━━━━━ ページ抜粋 ━━━━━

26日午前の日経平均株価は小幅続落し、前引けは前日比17円52銭(0.06%)安の2万7681円73銭だった。東証株価指数(TOPIX)は2.17ポイント高の1945.38だった。
きょう前場の東京株式市場は模様眺めムードで買いが入りにくく、日経平均は目先筋の利益確定売りで下値を探る展開となった。あすにFOMCの結果発表とパウエルFRB議長の記者会見を控え、これを見極めたいとの思惑が上値を重くしている。ただ、下値では押し目買いの動きも観測され、日経平均は一時160円下落し、2万7500円台まで下押した後、下げ渋る展開となっている。27日にFOMCの結果公表を控えて積極的に持ち高を傾けにくく、日経平均は上げに転じる場面もあった。
中国・上海のロックダウン(都市封鎖)やウクライナ危機に伴う物価上昇で世界的な景気減速への警戒が強まっている。内閣府は25日、2022年度の実質成長率見通しを2.0%へ大幅に引き下げた(従来見通しは3.2%)。上海のロックダウンや物価高はこれから発表が本格化する国内の企業決算への影響も懸念される。
国内で新型コロナウイルスの感染が急拡大していることや、25日に国内で初めてウイルス感染症「サル痘」の感染者が確認されたことも投資家心理の重荷になった。
日経平均は13日から先週末まで7日続伸し、この間の上げ幅は1500円を超えたが、東証プライム市場の売買代金は一度も3兆円を超える日がなく、2兆円台半ば前後にとどまっていた。前日にいたっては、かろうじて2兆円台に乗せる程度で商いはかなり薄く、本日も前引け時点での売買代金は1兆1000億円程度だ。溜まっているエネルギーが各種イベント通過後に大きく動きだす可能性を考慮すると、今週後半の相場のボラティリティーは大きくなりそうだ。
前引け時点の東証プライムの売買代金は概算で1兆1217億円、売買高は4億4605万株だった。東証プライムの値下がりは631銘柄だった。値上がり銘柄数は1102と全体の約6割を占めた。変わらずは103銘柄だった。

━━━━━ 収録データ ━━━━━

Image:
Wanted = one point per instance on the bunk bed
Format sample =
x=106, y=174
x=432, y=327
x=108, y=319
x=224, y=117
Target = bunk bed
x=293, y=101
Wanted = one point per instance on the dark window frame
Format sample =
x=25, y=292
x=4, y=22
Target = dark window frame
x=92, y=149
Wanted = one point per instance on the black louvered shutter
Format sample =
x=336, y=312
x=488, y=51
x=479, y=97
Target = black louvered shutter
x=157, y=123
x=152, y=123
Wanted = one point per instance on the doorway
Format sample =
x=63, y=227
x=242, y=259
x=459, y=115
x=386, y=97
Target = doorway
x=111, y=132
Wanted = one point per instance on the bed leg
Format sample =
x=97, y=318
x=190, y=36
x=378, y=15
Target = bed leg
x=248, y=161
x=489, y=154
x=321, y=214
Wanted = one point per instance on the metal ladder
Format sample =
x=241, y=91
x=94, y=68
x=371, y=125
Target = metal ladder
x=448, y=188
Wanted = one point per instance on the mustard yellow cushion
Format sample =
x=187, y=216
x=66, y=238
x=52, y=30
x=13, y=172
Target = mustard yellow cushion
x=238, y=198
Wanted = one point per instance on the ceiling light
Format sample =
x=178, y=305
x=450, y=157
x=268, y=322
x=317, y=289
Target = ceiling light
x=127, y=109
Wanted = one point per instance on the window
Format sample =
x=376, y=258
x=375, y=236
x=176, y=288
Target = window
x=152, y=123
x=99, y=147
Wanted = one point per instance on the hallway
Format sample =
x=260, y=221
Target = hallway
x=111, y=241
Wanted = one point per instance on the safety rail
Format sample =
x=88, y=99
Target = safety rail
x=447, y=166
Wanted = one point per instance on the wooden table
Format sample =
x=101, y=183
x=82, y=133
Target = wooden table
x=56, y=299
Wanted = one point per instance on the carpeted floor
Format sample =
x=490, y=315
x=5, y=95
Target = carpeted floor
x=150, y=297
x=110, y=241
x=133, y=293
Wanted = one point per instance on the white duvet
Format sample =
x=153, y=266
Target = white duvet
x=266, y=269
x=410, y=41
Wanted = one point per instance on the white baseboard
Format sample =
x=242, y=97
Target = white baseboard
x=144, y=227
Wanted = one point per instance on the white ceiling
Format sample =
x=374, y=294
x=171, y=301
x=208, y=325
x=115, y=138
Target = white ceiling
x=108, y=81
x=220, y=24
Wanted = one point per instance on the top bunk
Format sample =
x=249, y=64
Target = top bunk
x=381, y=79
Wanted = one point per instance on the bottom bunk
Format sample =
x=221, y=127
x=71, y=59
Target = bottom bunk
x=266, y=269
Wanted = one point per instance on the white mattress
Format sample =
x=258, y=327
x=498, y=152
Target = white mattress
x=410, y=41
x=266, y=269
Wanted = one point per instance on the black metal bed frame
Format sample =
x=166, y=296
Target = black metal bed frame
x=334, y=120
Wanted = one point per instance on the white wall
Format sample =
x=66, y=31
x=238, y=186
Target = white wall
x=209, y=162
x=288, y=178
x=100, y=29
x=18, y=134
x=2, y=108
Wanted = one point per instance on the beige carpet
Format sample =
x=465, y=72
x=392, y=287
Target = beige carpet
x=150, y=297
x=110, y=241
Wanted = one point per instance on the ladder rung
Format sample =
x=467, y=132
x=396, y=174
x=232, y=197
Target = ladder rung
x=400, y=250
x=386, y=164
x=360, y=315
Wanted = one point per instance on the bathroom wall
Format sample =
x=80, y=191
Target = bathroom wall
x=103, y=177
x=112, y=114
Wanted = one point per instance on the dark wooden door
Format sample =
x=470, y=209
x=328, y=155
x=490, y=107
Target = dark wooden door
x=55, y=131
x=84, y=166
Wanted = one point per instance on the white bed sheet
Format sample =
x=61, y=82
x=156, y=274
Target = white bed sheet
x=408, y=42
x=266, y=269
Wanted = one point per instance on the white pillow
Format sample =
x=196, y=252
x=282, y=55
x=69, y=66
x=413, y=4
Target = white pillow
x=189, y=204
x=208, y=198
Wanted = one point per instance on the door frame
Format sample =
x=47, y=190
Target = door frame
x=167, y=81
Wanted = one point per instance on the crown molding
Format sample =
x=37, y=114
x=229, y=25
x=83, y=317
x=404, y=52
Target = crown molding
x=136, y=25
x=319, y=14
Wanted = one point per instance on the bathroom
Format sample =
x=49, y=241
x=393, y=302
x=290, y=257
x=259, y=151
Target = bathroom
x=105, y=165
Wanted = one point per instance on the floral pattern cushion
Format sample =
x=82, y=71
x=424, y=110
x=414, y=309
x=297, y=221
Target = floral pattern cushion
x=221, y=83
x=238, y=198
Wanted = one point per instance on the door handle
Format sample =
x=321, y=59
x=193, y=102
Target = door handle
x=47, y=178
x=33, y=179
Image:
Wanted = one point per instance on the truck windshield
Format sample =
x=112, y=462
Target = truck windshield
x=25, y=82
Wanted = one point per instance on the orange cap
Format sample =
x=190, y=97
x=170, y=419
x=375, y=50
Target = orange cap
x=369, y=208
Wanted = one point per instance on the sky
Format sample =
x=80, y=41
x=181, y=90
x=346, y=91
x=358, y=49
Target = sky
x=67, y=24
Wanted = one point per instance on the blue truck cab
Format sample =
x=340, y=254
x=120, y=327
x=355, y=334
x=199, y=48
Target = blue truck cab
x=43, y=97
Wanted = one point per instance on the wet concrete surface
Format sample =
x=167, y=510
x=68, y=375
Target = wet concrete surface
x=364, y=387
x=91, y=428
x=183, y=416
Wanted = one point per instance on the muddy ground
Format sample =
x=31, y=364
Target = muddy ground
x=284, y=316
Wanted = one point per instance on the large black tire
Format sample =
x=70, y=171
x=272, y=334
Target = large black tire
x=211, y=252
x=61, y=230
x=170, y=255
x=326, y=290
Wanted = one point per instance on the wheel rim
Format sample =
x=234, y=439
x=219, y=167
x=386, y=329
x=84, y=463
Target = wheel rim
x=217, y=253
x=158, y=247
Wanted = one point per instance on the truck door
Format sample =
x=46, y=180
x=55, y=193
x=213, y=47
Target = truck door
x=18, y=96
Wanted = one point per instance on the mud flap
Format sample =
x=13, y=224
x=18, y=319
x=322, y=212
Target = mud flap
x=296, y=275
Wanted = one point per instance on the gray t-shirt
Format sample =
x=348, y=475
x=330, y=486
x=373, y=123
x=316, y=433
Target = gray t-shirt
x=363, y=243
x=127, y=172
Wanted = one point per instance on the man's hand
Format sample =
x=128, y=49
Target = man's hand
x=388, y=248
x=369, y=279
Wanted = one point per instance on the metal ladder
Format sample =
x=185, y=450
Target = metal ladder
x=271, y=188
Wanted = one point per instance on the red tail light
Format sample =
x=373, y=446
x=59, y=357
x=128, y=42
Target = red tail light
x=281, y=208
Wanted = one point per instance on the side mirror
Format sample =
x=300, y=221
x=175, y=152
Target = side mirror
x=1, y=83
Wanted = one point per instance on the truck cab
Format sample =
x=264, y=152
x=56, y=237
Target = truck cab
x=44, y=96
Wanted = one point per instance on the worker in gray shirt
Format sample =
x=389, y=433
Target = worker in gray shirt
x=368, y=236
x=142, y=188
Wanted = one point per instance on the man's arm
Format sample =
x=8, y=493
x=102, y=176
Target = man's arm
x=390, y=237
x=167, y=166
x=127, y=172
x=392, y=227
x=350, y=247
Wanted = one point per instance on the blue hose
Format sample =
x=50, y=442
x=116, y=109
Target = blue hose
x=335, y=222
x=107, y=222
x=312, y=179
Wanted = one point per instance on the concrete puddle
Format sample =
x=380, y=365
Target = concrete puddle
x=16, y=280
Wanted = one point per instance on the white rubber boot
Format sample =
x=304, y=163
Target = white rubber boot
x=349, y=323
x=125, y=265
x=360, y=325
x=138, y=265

━━━━━

◆ 課題一覧:
1. 前場の市況記事によると、内閣府は2022年度の実質成長率見通しを何%へ引き下げたか。
2. 前場の市況記事のうち、「26日午前の日経平均株価は小」から「変わらずは103銘柄だった。」までを、両端の語句も含めて一字も変えずに書き出してください。
3. 前場の市況記事を、最後の文の後から書き継いでください。

◆ 課題別解答:
1. 2.0%(従来見通しは3.2%)。

2.
26日午前の日経平均株価は小幅続落し、前引けは前日比17円52銭(0.06%)安の2万7681円73銭だった。東証株価指数(TOPIX)は2.17ポイント高の1945.38だった。
きょう前場の東京株式市場は模様眺めムードで買いが入りにくく、日経平均は目先筋の利益確定売りで下値を探る展開となった。あすにFOMCの結果発表とパウエルFRB議長の記者会見を控え、これを見極めたいとの思惑が上値を重くしている。ただ、下値では押し目買いの動きも観測され、日経平均は一時160円下落し、2万7500円台まで下押した後、下げ渋る展開となっている。27日にFOMCの結果公表を控えて積極的に持ち高を傾けにくく、日経平均は上げに転じる場面もあった。
中国・上海のロックダウン(都市封鎖)やウクライナ危機に伴う物価上昇で世界的な景気減速への警戒が強まっている。内閣府は25日、2022年度の実質成長率見通しを2.0%へ大幅に引き下げた(従来見通しは3.2%)。上海のロックダウンや物価高はこれから発表が本格化する国内の企業決算への影響も懸念される。
国内で新型コロナウイルスの感染が急拡大していることや、25日に国内で初めてウイルス感染症「サル痘」の感染者が確認されたことも投資家心理の重荷になった。
日経平均は13日から先週末まで7日続伸し、この間の上げ幅は1500円を超えたが、東証プライム市場の売買代金は一度も3兆円を超える日がなく、2兆円台半ば前後にとどまっていた。前日にいたっては、かろうじて2兆円台に乗せる程度で商いはかなり薄く、本日も前引け時点での売買代金は1兆1000億円程度だ。溜まっているエネルギーが各種イベント通過後に大きく動きだす可能性を考慮すると、今週後半の相場のボラティリティーは大きくなりそうだ。
前引け時点の東証プライムの売買代金は概算で1兆1217億円、売買高は4億4605万株だった。東証プライムの値下がりは631銘柄だった。値上がり銘柄数は1102と全体の約6割を占めた。変わらずは103銘柄だった。

3.
セクターでは海運、その他製品、精密機器が下落率上位となった一方、鉱業、石油・石炭、保険が上昇率上位となった。
個別では、郵船や川崎汽船、商船三井が大きく下落。任天堂、リクルートHD、エムスリーのグロース(成長)株も冴えない。ほか、オムロン、テルモ、ニトリHDが軟調。日本電産は決算発表後に4日続落。米国民事訴訟での和解金として特別損失の計上を発表した日本ケミコン、第1四半期経常利益が2ケタ減となったコーエーテクモは大きく下落した。京王や小田急も安い。
一方、中国アリババグループが香港取引所でのプライマリー上場を申請すると発表したことを受けてソフトバンクGが大幅高。ロシアとドイツを結ぶ天然ガスパイプラインの稼働率が低下したことなどを背景に原油先物相場が上昇したことで、出光興産やINPEX、石油資源開発が大きく上昇し、大阪チタ、東邦チタニウム、大平洋金属など資源関連が全般強い動き。米長期金利の上昇を背景に第一生命HD、三菱UFJなど金融が堅調で、月次販売動向を手掛かりに神戸物産が大幅に上昇した。日立建機や安川電も買われた。好決算や業績予想の上方修正を発表したKOA、ダブル・スコープ、インソースが急伸し、東証プライム市場の値上がり率上位に並んでいる。